┌─ DATA EXCERPTS
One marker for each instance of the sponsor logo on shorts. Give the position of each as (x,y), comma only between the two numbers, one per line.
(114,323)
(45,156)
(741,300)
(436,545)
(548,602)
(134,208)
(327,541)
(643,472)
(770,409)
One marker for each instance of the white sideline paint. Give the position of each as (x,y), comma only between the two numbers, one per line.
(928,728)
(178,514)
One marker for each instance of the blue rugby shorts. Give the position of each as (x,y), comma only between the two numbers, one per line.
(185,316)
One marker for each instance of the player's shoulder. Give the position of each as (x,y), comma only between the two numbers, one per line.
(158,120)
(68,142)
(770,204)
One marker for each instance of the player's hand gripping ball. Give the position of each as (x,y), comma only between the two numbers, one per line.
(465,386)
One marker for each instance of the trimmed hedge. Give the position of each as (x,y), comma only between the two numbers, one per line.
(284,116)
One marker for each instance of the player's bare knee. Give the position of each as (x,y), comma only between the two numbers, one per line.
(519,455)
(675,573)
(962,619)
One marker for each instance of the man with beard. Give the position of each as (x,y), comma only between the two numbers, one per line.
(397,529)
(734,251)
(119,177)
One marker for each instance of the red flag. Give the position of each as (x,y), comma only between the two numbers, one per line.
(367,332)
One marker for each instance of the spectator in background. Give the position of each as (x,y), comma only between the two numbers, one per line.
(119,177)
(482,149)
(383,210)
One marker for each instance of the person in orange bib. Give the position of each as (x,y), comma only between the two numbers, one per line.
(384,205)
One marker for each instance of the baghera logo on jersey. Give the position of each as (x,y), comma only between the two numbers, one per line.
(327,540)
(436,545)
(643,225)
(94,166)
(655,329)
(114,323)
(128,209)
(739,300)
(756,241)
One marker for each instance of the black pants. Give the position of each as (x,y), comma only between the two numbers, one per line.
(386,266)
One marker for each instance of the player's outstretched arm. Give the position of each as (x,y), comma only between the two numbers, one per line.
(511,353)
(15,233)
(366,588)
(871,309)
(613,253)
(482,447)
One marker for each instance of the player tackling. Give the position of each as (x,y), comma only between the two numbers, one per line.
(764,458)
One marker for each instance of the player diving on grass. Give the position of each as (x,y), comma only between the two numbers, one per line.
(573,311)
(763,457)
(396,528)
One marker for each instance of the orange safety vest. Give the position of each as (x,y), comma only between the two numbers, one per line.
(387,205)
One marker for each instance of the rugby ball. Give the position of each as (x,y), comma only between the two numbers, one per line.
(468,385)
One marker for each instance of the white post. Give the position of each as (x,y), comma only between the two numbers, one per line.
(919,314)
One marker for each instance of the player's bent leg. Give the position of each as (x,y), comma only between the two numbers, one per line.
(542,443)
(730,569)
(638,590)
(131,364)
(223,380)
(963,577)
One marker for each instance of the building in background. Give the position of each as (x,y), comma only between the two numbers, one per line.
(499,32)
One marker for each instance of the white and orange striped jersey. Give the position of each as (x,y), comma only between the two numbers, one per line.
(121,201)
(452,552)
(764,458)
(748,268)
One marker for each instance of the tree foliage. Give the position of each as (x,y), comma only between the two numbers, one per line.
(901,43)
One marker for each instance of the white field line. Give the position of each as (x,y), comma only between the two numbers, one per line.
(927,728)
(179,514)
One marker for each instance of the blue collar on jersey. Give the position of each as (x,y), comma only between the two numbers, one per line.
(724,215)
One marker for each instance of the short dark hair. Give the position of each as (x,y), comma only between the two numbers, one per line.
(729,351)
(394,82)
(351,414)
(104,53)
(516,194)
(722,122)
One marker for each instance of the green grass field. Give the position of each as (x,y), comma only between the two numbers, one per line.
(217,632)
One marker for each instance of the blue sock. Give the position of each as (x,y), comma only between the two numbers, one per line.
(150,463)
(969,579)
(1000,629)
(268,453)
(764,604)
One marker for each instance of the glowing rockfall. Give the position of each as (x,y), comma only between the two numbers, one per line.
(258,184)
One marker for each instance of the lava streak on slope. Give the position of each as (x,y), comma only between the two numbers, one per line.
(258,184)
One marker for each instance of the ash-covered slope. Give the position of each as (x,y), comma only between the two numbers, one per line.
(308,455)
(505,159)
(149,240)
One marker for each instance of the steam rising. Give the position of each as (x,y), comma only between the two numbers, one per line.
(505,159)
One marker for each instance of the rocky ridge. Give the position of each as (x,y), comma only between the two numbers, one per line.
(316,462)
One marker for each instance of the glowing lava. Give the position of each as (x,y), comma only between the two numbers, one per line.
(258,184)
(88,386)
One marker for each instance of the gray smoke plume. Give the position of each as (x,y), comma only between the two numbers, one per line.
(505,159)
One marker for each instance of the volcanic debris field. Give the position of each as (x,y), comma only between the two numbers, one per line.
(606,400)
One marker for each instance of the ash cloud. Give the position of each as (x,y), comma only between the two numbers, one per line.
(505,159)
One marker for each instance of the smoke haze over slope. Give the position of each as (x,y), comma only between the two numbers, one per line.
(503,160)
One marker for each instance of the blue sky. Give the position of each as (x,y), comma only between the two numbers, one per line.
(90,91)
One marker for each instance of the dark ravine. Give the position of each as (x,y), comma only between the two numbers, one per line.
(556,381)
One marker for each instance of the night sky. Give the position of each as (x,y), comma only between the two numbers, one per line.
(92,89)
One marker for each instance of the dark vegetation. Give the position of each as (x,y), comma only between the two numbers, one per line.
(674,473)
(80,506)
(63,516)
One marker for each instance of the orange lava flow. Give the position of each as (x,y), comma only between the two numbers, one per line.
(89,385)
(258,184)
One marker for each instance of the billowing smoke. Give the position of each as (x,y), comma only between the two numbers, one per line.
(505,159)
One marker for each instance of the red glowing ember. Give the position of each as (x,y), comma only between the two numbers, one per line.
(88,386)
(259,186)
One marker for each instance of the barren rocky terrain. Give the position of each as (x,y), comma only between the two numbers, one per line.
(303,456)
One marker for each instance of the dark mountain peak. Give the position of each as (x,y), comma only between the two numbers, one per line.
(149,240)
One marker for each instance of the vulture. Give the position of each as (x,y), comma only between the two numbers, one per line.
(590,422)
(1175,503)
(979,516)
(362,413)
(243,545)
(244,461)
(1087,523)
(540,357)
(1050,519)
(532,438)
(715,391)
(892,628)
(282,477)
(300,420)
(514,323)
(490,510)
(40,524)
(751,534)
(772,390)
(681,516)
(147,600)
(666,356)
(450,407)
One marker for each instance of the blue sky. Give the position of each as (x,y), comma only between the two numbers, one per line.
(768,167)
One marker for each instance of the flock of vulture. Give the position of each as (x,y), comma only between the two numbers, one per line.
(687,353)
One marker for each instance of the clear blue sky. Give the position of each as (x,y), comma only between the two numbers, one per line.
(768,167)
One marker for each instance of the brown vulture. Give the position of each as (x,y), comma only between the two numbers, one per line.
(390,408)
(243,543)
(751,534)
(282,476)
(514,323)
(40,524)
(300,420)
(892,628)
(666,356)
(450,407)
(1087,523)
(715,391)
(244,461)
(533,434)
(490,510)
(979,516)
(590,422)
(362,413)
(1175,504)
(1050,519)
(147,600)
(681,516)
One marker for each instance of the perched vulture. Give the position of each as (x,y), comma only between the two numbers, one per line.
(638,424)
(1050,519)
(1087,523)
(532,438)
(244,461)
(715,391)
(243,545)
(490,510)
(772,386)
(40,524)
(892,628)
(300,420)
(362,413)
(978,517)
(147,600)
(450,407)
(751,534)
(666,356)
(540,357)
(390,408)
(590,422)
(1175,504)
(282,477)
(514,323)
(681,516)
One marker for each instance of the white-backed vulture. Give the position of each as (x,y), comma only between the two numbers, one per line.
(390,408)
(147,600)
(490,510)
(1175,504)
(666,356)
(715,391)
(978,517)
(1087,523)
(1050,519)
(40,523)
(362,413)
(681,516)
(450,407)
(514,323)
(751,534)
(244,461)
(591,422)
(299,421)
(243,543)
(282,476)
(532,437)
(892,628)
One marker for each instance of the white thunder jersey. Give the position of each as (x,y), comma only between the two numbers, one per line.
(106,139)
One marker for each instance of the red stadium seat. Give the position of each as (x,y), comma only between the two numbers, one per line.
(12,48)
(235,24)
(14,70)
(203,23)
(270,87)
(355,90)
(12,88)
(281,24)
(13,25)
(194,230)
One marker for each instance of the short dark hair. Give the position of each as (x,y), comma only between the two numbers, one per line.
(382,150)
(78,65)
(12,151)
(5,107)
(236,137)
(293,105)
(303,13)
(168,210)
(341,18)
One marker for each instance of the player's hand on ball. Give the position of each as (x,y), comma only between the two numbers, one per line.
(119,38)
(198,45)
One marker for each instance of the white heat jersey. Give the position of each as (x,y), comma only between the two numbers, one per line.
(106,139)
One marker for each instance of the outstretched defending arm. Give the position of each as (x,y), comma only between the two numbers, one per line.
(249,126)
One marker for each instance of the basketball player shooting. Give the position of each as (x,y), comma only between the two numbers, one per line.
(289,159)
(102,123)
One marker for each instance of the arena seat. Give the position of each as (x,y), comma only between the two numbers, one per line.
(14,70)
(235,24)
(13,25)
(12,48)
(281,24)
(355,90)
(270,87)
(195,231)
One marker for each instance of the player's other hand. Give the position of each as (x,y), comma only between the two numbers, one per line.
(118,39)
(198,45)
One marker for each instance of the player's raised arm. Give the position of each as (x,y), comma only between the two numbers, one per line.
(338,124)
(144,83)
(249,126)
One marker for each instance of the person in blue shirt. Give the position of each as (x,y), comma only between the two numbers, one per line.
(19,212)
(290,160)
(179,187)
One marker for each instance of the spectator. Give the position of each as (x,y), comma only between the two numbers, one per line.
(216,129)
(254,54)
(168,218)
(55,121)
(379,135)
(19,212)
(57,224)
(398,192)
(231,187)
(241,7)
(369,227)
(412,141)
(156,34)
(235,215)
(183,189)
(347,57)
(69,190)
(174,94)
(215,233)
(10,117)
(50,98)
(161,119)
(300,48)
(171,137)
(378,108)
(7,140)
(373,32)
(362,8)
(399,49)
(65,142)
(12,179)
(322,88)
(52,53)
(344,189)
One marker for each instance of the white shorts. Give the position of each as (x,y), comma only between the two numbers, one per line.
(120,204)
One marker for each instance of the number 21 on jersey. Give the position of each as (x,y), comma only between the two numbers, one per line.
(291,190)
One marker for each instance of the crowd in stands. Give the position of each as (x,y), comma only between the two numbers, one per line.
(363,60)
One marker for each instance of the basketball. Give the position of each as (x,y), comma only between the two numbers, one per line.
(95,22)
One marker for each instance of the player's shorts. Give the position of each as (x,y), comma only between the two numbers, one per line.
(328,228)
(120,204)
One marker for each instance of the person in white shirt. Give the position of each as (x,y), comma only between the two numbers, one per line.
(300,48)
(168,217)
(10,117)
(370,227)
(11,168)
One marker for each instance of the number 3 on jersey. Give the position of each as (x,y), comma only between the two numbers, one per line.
└─
__TASK__
Reproduce verbatim everything in the listing above, from the line containing "One marker for each instance of the player's shorts." down to the final line of the listing.

__FINISHED EXERCISE__
One marker for each instance of the player's shorts. Give the position of each as (x,y), comma only between the two numbers, one per line.
(328,228)
(120,204)
One marker for each instance of the person in white shirt. Give the position of each as (x,y), comma only between the two numbers, one per line.
(300,48)
(168,217)
(10,117)
(370,227)
(11,168)
One marker for each instance of the number 3 on jersey. Give the position of each as (x,y), comma only between the two numbers, one per line.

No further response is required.